(Annotationsdaten zur Objektlokalisierung)
◆ ◆ ◆ ◆ ◆ ◆ ◆

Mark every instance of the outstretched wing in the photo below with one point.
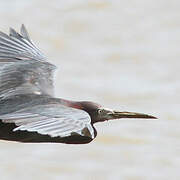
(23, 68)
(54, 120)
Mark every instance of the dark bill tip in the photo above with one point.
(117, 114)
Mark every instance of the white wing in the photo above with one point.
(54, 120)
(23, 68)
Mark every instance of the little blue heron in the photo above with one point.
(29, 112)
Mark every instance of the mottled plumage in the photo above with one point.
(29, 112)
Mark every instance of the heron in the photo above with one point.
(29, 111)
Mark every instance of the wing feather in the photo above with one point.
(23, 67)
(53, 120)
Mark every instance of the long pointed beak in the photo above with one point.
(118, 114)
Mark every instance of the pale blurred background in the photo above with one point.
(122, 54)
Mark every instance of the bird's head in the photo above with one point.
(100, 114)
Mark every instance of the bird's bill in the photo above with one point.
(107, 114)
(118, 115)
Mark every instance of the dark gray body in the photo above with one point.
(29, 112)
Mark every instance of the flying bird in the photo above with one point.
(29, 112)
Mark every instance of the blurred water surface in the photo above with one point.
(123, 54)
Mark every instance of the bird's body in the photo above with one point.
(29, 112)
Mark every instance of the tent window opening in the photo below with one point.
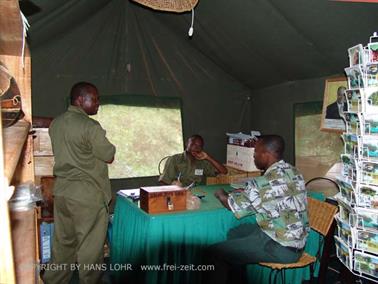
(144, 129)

◆ ◆ ◆ ◆ ◆ ◆ ◆

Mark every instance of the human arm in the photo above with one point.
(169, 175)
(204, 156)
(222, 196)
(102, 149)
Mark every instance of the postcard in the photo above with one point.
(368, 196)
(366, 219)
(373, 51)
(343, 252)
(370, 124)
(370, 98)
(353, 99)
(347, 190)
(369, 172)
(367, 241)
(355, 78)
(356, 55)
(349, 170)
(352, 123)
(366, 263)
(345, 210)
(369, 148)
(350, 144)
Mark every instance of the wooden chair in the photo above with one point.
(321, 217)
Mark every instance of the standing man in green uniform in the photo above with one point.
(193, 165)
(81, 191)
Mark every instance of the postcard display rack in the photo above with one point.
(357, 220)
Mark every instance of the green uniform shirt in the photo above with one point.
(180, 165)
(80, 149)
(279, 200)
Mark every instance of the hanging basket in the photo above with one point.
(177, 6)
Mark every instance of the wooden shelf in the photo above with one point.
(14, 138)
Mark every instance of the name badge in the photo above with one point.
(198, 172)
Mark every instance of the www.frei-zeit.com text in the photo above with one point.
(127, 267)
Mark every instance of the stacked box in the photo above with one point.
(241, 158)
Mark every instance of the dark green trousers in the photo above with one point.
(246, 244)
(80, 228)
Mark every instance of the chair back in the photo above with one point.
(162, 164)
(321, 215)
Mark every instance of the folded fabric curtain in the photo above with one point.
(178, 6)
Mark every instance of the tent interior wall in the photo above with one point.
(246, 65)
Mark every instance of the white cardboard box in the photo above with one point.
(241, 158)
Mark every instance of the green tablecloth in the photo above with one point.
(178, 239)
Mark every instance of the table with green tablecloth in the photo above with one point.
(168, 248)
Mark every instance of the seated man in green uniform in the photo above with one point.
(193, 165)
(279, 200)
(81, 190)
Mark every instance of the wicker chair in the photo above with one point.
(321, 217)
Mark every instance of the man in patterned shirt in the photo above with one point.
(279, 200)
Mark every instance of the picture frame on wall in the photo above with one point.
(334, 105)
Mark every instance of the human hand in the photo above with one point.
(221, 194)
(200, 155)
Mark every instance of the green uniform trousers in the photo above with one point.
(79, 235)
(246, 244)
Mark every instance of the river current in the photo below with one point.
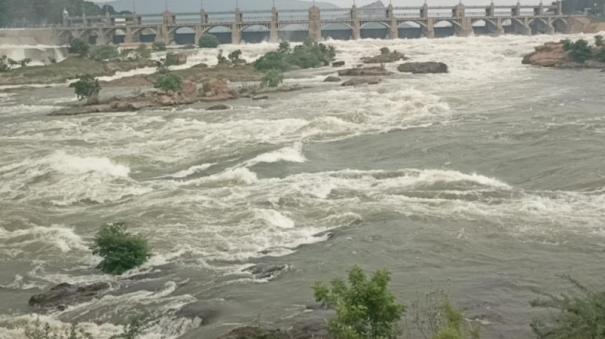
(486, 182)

◆ ◆ ◆ ◆ ◆ ◆ ◆

» Ziel der Übung:
Such aus den Daten oben jede Zeile heraus, in der das Wort "human" vorkommt, und schreib sie ab. Groß- und Kleinschreibung zählt.

» Ausgabe zur Übung:
Mark every instance of the human arm in the photo above with one point.
Mark every instance of the human hand in the photo above with one point.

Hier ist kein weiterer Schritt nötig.